- **What the task asks**
Identify every line in the material below that contains the string "sneaker", and copy each of those lines in full. Case counts.

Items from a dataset
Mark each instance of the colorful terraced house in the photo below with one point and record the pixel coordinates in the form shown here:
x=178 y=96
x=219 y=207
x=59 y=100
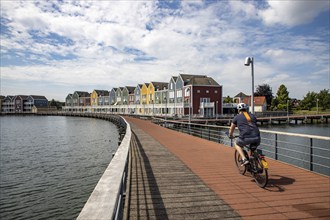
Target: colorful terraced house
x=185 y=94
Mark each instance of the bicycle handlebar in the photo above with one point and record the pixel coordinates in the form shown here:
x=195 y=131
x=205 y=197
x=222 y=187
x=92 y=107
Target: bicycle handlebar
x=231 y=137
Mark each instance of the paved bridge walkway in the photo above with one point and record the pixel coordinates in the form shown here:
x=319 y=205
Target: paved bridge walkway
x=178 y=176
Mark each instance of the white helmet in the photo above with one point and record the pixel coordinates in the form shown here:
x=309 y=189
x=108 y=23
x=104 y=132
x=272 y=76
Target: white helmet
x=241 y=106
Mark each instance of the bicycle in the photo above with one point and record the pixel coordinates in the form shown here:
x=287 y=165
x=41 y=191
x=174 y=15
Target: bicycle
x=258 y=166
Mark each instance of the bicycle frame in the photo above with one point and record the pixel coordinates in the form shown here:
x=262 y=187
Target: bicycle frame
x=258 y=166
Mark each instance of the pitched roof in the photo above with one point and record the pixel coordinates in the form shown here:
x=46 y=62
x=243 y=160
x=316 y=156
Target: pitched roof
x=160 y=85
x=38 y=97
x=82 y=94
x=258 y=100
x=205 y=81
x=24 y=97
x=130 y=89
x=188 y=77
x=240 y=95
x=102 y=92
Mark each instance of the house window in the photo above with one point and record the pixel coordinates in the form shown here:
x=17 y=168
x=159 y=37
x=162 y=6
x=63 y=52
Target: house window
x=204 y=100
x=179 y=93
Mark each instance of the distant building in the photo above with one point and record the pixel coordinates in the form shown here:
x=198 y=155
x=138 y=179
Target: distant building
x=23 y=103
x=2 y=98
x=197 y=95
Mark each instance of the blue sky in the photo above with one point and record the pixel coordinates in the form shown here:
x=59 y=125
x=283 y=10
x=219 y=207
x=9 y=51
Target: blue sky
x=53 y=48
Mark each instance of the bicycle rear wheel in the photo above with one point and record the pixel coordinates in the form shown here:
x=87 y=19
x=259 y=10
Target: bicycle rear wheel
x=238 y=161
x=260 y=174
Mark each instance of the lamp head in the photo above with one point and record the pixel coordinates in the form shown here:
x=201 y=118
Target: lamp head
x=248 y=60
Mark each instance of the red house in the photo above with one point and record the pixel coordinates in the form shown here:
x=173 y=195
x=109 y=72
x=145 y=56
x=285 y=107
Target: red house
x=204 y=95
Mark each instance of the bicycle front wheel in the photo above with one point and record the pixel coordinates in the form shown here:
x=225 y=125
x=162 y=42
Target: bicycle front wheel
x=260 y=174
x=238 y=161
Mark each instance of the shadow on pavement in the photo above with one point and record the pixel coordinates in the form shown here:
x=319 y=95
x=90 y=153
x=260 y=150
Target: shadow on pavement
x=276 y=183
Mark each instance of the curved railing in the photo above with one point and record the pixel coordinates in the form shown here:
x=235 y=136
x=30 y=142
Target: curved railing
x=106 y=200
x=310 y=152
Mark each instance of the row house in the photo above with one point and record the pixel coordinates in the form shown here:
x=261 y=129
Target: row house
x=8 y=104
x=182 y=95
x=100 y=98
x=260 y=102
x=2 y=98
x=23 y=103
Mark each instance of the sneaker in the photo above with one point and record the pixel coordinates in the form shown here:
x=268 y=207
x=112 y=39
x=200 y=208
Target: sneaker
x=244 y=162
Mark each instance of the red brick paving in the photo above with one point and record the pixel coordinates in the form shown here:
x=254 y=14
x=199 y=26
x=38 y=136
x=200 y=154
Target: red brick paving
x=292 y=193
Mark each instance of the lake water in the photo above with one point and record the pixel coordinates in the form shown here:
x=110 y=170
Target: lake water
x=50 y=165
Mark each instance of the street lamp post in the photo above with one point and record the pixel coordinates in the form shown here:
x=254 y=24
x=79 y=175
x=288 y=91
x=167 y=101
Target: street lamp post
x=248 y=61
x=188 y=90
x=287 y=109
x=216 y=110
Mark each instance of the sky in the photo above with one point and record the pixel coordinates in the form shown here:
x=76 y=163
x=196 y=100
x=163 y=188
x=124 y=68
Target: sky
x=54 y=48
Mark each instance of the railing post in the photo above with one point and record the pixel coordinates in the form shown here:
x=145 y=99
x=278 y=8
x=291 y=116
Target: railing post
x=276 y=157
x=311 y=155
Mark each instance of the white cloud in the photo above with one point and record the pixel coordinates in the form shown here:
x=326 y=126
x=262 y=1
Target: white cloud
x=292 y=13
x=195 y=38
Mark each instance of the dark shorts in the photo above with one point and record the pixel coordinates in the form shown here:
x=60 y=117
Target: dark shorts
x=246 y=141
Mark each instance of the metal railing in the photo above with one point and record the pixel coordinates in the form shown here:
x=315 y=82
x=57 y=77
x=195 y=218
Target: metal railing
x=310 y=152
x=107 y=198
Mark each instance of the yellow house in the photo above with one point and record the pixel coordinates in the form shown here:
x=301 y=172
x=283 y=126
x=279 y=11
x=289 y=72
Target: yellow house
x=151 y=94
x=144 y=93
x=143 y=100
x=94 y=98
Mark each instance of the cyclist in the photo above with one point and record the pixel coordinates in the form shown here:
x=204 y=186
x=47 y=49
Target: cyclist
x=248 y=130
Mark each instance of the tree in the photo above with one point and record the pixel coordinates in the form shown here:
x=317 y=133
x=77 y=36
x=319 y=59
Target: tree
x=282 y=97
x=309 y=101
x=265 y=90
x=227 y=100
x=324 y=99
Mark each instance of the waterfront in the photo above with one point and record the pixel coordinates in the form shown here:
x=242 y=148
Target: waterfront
* * *
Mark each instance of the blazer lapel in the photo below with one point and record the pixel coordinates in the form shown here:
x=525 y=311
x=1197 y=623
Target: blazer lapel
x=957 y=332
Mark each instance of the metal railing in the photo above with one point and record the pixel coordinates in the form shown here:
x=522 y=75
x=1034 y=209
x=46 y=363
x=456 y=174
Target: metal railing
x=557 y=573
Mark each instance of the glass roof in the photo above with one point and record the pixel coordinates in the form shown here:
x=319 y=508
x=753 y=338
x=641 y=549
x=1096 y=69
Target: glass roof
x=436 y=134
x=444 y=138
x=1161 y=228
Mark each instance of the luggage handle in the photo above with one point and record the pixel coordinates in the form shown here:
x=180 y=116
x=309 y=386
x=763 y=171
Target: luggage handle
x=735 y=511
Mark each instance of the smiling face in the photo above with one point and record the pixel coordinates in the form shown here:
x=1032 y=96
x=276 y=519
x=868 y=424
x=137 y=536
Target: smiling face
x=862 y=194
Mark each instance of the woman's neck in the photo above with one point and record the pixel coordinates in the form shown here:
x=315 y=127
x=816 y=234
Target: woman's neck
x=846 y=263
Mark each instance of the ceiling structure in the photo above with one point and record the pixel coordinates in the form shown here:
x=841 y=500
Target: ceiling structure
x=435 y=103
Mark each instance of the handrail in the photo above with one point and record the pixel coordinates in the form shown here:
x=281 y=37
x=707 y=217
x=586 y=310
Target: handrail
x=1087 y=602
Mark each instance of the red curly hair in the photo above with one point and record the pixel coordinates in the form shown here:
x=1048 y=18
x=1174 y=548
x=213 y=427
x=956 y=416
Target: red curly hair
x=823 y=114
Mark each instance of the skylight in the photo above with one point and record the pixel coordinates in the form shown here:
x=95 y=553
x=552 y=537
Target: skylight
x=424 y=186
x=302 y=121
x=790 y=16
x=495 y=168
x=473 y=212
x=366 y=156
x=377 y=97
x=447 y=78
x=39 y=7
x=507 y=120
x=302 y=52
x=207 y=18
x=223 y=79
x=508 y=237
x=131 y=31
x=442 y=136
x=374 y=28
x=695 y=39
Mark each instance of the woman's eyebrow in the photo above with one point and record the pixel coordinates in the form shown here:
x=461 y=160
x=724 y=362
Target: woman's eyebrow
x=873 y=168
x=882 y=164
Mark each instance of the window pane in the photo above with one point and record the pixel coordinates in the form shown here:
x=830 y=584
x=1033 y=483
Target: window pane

- **Task output**
Mark each instance of the sneaker in the photo above with one point and record the pixel coordinates in the form shown here:
Target: sneaker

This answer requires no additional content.